Instruction: Pull out every line of the data below that contains the word "shirt", and copy each one in full. Treat case as significant.

Stored records:
Begin

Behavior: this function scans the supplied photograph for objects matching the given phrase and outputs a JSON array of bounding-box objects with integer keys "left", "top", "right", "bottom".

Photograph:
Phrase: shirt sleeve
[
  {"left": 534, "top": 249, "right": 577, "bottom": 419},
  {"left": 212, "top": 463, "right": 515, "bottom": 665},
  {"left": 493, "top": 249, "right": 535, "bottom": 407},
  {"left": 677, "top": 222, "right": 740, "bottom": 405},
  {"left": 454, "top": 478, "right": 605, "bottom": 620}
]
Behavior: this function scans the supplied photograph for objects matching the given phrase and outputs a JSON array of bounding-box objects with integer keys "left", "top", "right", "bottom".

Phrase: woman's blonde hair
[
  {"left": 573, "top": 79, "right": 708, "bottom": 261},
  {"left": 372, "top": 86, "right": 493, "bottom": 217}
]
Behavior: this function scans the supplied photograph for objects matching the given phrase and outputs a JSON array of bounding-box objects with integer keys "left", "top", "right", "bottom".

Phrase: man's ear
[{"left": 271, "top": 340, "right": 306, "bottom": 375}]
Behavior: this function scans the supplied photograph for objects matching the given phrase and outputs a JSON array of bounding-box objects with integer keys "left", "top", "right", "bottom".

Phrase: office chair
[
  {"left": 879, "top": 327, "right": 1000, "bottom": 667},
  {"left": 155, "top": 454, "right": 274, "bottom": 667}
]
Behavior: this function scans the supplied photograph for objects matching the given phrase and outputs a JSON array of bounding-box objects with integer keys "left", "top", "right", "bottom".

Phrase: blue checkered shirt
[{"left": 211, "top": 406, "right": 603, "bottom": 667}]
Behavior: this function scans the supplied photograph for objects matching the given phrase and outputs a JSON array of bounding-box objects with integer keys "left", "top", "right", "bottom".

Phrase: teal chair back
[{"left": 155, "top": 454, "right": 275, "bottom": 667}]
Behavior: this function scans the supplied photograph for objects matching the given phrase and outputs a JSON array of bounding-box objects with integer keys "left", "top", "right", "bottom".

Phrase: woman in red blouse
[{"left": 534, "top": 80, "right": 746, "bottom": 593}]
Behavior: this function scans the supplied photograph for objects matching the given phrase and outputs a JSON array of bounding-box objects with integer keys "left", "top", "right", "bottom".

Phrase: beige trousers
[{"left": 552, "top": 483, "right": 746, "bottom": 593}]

End

Finished exercise:
Phrase: shirt sleeve
Phrase: blue checkered shirt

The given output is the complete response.